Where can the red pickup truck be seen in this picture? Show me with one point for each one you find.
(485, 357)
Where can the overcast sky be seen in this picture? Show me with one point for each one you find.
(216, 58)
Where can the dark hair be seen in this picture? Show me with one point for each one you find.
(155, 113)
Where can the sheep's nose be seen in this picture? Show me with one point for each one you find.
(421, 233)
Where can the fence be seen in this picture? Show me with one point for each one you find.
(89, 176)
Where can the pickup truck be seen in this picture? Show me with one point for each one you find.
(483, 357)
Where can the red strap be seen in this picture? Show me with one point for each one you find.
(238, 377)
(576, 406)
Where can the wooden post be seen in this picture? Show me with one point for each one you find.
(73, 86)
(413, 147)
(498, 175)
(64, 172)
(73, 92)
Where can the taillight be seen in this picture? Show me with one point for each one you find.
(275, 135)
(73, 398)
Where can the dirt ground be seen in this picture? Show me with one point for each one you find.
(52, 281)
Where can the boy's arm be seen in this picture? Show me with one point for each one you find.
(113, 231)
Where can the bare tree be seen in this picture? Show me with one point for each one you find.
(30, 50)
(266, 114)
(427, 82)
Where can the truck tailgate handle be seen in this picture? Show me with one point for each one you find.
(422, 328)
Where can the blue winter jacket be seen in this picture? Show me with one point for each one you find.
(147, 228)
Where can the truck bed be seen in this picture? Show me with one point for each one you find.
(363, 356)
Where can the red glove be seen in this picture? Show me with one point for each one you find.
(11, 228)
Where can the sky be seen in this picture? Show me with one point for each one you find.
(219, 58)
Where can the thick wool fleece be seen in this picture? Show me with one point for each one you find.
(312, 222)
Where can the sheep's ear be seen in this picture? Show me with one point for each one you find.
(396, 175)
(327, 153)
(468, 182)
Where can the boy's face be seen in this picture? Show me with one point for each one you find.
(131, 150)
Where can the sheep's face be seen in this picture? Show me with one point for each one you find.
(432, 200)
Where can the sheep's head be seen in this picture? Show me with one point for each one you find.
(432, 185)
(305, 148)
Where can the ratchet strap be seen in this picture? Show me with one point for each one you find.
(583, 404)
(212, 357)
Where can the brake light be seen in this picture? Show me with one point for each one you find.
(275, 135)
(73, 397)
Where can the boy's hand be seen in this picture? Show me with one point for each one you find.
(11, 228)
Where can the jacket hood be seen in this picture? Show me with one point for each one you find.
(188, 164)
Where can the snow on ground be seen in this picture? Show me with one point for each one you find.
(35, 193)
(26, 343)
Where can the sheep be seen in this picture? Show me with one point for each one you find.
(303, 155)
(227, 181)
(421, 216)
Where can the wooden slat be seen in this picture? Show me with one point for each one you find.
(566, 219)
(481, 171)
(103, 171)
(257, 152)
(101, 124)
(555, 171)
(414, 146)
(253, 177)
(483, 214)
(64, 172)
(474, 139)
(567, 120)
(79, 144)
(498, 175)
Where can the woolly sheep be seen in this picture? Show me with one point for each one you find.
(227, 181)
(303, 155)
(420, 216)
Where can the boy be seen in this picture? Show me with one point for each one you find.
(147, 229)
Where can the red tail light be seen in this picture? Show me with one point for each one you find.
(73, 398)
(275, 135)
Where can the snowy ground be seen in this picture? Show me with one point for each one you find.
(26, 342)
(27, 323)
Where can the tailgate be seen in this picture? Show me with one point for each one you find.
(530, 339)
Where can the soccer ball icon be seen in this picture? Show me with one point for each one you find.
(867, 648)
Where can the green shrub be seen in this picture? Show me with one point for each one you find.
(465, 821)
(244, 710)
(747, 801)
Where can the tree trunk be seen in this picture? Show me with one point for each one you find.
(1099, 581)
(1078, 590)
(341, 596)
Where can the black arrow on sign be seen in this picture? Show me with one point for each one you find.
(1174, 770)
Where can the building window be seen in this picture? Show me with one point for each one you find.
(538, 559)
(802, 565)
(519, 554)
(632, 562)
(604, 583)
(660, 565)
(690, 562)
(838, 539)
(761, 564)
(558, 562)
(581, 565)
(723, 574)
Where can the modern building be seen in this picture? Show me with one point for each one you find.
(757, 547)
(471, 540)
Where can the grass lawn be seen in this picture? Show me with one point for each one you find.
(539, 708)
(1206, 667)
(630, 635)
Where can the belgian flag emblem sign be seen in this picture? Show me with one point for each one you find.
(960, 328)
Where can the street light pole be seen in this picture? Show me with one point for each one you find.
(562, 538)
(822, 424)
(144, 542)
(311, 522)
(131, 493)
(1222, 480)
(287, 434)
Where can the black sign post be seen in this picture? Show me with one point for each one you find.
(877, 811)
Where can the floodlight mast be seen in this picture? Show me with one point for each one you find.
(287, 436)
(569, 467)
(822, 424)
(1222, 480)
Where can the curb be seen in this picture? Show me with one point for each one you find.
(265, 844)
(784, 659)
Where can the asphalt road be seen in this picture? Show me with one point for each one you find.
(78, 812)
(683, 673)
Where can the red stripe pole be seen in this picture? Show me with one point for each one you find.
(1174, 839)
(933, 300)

::::

(BRIEF)
Reproduce all of the material above word for word, with every line in its original order.

(TASK RESPONSE)
Where can the red pickup truck be seen in this picture? Show me with one point for each one you find.
(485, 357)
Where can the overcast sky be seen in this picture? Show me with one point for each one you find.
(216, 58)
Where can the dark hair be seen in this picture? Show me with one point for each one you find.
(155, 113)
Where can the sheep's nose be seen in this picture? Show me with one point for each one you find.
(421, 233)
Where can the fence be seen in this picture? Show me with one point for each one you find.
(89, 176)
Where can the pickup truck be seen in this picture? Show me with one point for each one you find.
(483, 357)
Where can the red strap be seen in this picture? Show me with one point for each one you find.
(238, 377)
(576, 406)
Where can the wooden post be seen in this picture? Show me with one point for each one you find.
(73, 86)
(413, 147)
(498, 175)
(64, 172)
(73, 92)
Where can the taillight be seen in this picture? Show me with one point for each one you find.
(275, 135)
(73, 398)
Where can the dirt ground be seen in this picture? Show me with one point for each one you find.
(52, 281)
Where can the boy's arm be seen in this picture? Show me with one point for each one you find.
(113, 231)
Where can the bare tree be seen in this picture? Show me with one point for each one you find.
(30, 50)
(266, 114)
(427, 82)
Where can the truck tailgate handle be seen in this picture? Show me with one point for each one you find.
(422, 328)
Where can the blue winter jacket be seen in this picture? Show me with one point for each one you find.
(147, 228)
Where can the truck bed be seen in this picture? Show me with one point for each one you find.
(363, 356)
Where can the red glove be seen in this picture? Show me with one point for each one you find.
(11, 228)
Where can the sky be seen in this picture? Show me with one point for each one you find.
(219, 58)
Where can the thick wool fleece be seen in this picture? Show me with one point for each one you find.
(312, 222)
Where can the sheep's ear be seen in this picture? Show me with one point for each one you find.
(396, 175)
(327, 153)
(468, 182)
Where can the boy's face be seen in this picture? Show me with one point for each one you find.
(131, 150)
Where can the sheep's face be seen in this picture? Show me with one point for each one you find.
(432, 200)
Where can the sheep's head be seen in this picture? Show me with one point for each one you find.
(432, 185)
(305, 148)
Where can the ratchet strap be seen in this picture? Show me with one point for each one you find.
(583, 404)
(212, 357)
Where can the brake light be seen in this picture? Show me with one point for each one you find.
(275, 135)
(73, 397)
Where can the boy's hand be seen in this picture? Show me with one point for each one you find.
(11, 228)
Where can the jacket hood be seen in this picture? Show me with one point for each one you find.
(188, 164)
Where can the snow on ground be seen in this picture? Show me with one point for each one you find.
(35, 193)
(26, 343)
Where can the sheep be seen in this picture? Show me with one point for each one you find.
(303, 155)
(227, 181)
(421, 216)
Where can the wooden slat be seen in this picture? Show me with one point for each one you find.
(566, 219)
(481, 171)
(103, 171)
(257, 152)
(101, 124)
(555, 171)
(414, 146)
(253, 177)
(483, 214)
(64, 172)
(474, 139)
(567, 120)
(79, 144)
(498, 175)
Where can the woolly sheep be seen in this picture? Show me with one point for each one you find.
(227, 181)
(303, 155)
(420, 216)
Where can the boy be seen in this picture? Show me with one point for each one you find.
(147, 229)
Where can the red tail light be seen in this picture? Show me with one point for each one you find.
(73, 398)
(275, 135)
Where can the snowy ground be seen in this picture? Show me with one point for each one you find.
(26, 342)
(27, 323)
Where can the tailgate be seen in this picture? Show me with one point for each one you find.
(530, 339)
Where can the soccer ball icon be seen in this picture? Show me with one point for each one you find.
(867, 648)
Where can the green shrub be seen in this picture? Show me with one point for each one you find.
(465, 821)
(244, 710)
(747, 801)
Where can the tree trunk be seen in this picture? Show me with one point for each one you find.
(1099, 581)
(1078, 590)
(341, 596)
Where can the black arrow on sign be seen in this picture? Show me with one point for each one you find.
(1174, 770)
Where can the building window be seen in this picture? Show me with one point for each one you find.
(538, 559)
(802, 565)
(519, 554)
(632, 562)
(604, 583)
(660, 565)
(690, 562)
(838, 539)
(761, 564)
(558, 562)
(581, 565)
(723, 574)
Where can the modern building be seen in this picture? Show me with one point for each one you find.
(757, 547)
(471, 540)
Where can the grass lawn be seen in this picture? Show me with one point for each one you find.
(539, 708)
(1206, 667)
(630, 635)
Where can the belgian flag emblem sign be seen in this picture? Show me with one point for each one you find.
(960, 328)
Where can the street light pole be seen in this picture? Show me with one point for each one you find.
(562, 538)
(822, 424)
(144, 542)
(311, 522)
(131, 493)
(1222, 480)
(287, 434)
Where can the black sign post be seen in this picture? Show me with one point for each one you find.
(877, 811)
Where can the floodlight mast be seen in this picture? Show me with one point for each one you find.
(287, 436)
(569, 467)
(822, 424)
(1222, 480)
Where can the curb be seen in this picture? Show me with one point for each one you find.
(265, 844)
(784, 659)
Where can the asphalt road be seen in this picture? Show me with one point for each one you find.
(78, 812)
(683, 673)
Where can the red stripe pole be seen in this picture? Show me with one point for each one you find.
(1174, 839)
(933, 300)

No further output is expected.